Exercise brief >> Duplicate the part of the Marjorie Stapp biography that opens with the words containing "The Kid from Brooklyn (1946)" and closes with "(scenes deleted, uncredited)".

Marjorie Stapp (September 17, 1921 – June 2, 2014) was an American actress who was mainly in low-budget pictures.

Biography
Stapp began her film career when she signed a contract with the film studio 20th Century-Fox in the 1940s. Her first screen appearance was in The Kid from Brooklyn, a 1946 film starring Danny Kaye. This was followed by another minor appearance in Linda, Be Good (1947). Eventually, she landed a leading role in the Western movie The Blazing Trail (1949) alongside Charles Starrett.

Throughout the 1950s until the 1990s, she appeared in both films and television, including Cheyenne, The George Burns and Gracie Allen Show, The Adventures of Ozzie and Harriet, The Life and Legend of Wyatt Earp, Dragnet, The Many Loves of Dobie Gillis, 77 Sunset Strip, The Brady Bunch, Quantum Leap and Columbo. Stapp retired in 1991.

Partial filmography

 The Kid from Brooklyn (1946) - Girl Greeting Burleigh at Train Station (uncredited)
 Linda, Be Good (1947) - Cameo Girl (uncredited)
 Rimfire (1949) - Mary - Saloon Girl
 Laramie (1949) - (scenes deleted, uncredited)
 The Blazing Trail (1949) - Janet Masters
 Jolson Sings Again (1949) - Nurse (uncredited)
 Miss Grant Takes Richmond (1949) - Minor Role (uncredited)
 Without Honor (1949) - Neighbor's Wife
 And Baby Makes Three (1949) - Peggy (uncredited)

Data excerpts >>

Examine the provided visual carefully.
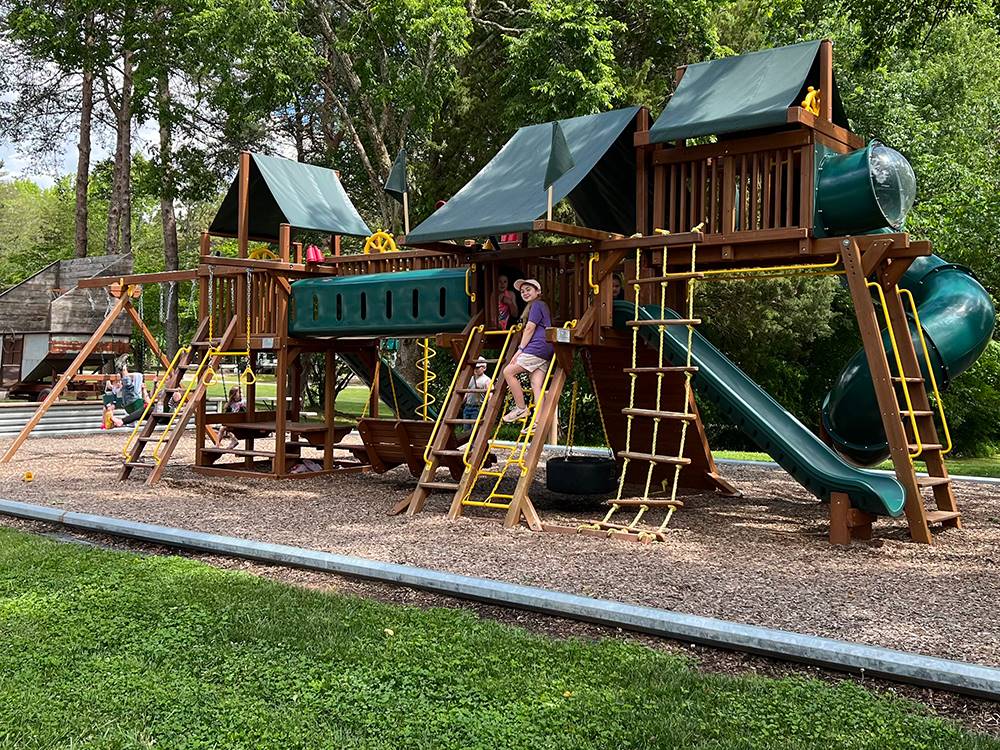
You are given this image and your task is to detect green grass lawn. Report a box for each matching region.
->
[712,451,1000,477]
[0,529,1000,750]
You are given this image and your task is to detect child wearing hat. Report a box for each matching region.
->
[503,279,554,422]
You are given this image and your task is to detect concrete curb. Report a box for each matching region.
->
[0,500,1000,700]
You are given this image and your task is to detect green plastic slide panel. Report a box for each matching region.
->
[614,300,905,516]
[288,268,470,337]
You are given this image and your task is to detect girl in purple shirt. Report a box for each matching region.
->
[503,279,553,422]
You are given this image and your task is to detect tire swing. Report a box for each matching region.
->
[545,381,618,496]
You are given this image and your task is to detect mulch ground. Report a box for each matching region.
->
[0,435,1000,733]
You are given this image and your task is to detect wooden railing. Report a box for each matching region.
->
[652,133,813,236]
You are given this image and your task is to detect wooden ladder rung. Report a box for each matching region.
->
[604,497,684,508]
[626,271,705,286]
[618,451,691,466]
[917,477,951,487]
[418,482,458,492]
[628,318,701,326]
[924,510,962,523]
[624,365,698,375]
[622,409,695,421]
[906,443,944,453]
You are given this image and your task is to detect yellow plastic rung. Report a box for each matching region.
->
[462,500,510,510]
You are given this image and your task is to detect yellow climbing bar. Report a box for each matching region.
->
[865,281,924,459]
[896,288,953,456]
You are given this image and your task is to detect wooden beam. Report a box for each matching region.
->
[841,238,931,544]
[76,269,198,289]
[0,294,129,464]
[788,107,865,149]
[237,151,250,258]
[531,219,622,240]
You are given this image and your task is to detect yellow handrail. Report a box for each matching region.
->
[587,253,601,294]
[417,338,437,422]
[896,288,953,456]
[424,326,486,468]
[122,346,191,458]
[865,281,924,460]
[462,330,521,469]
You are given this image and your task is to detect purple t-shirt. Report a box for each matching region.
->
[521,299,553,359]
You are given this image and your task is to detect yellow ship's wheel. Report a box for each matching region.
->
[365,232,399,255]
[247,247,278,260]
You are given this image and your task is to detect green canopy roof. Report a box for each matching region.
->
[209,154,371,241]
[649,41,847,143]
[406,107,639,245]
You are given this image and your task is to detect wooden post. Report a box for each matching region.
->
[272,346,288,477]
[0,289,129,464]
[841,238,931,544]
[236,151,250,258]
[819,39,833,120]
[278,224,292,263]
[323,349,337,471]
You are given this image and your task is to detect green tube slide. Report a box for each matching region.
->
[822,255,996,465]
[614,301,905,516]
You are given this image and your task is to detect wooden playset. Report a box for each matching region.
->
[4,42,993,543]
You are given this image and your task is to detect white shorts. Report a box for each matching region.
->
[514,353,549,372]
* * *
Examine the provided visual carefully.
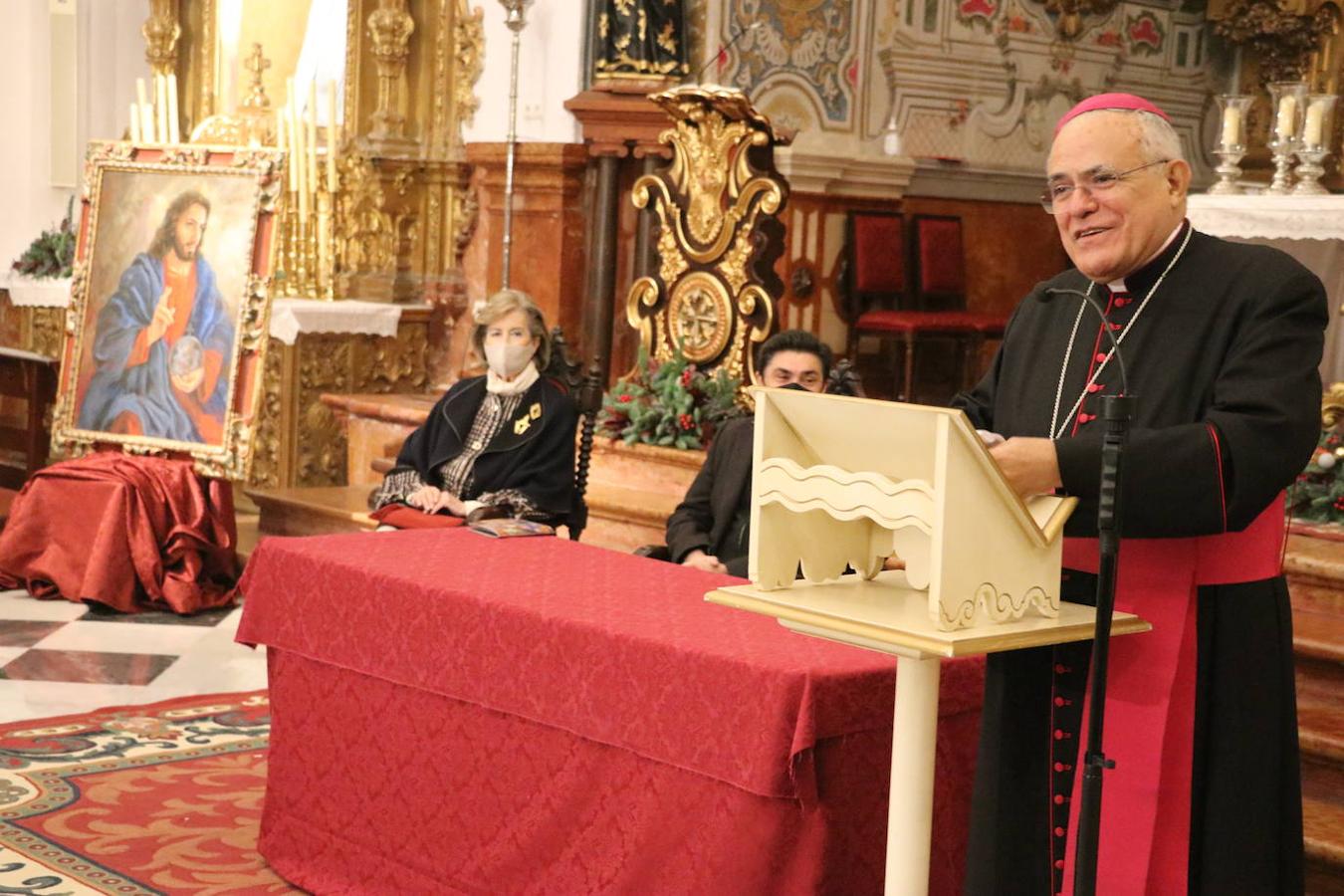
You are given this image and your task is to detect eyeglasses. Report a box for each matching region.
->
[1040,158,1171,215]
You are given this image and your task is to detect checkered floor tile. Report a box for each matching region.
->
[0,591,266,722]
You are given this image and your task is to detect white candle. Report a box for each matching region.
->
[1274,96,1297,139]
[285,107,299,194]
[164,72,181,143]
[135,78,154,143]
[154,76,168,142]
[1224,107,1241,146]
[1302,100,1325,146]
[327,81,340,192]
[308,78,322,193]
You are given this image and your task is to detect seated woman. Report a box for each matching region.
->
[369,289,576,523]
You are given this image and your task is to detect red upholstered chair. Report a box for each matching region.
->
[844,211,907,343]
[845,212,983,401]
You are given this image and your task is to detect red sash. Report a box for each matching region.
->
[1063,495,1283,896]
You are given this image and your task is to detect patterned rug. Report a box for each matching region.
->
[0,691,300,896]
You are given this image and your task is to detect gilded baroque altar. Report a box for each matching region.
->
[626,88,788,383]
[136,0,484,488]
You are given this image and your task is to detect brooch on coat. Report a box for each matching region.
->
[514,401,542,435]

Response for this exercise >>
The Kid from Brooklyn (1946) - Girl Greeting Burleigh at Train Station (uncredited)
 Linda, Be Good (1947) - Cameo Girl (uncredited)
 Rimfire (1949) - Mary - Saloon Girl
 Laramie (1949) - (scenes deleted, uncredited)